/---

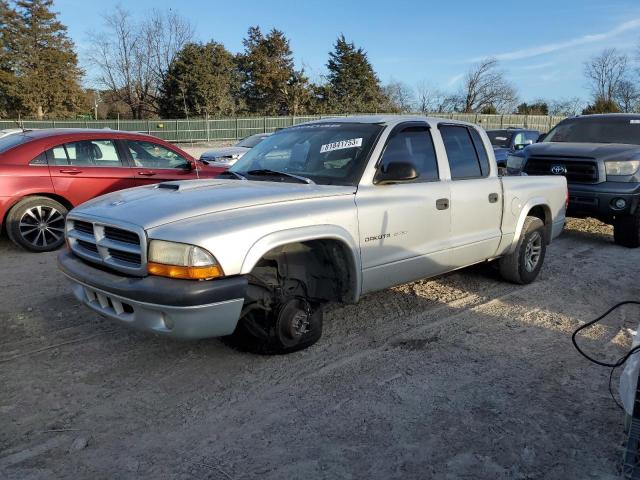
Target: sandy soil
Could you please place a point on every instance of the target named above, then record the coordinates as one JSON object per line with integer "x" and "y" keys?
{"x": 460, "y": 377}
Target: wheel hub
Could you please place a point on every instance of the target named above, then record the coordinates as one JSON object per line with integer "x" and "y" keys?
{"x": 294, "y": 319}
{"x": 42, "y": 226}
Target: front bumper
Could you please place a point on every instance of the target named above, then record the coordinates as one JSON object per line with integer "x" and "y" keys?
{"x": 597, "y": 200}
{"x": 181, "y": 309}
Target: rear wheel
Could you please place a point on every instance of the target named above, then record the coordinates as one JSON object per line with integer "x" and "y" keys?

\---
/---

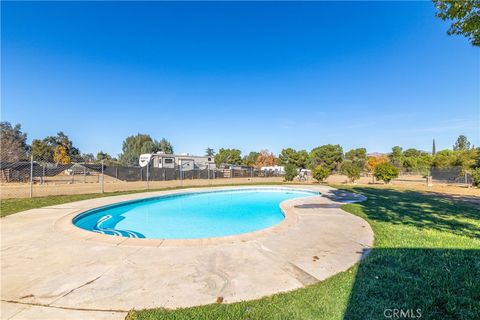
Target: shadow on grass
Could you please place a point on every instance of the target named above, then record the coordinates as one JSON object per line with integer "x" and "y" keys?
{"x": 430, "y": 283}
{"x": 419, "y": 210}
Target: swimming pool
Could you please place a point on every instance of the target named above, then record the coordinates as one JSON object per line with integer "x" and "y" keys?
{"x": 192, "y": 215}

\---

EXERCISE DESCRIPTION >> Retype the records above, but only those lines that fall between the line containing "Target: wheel hub" and the line containing "Target: rear wheel", with both of those lines included, exactly as written.

TASK OUTPUT >>
Target: wheel hub
Could you please place a point on every instance of the target named above, then record the coordinates as one JSON object per line with integer "x" and "y" keys?
{"x": 294, "y": 319}
{"x": 42, "y": 226}
Target: front bumper
Could you please place a point on every instance of the target named above, then record the coordinates as one JSON object per line with integer "x" and "y" keys?
{"x": 597, "y": 200}
{"x": 181, "y": 309}
Target: rear wheel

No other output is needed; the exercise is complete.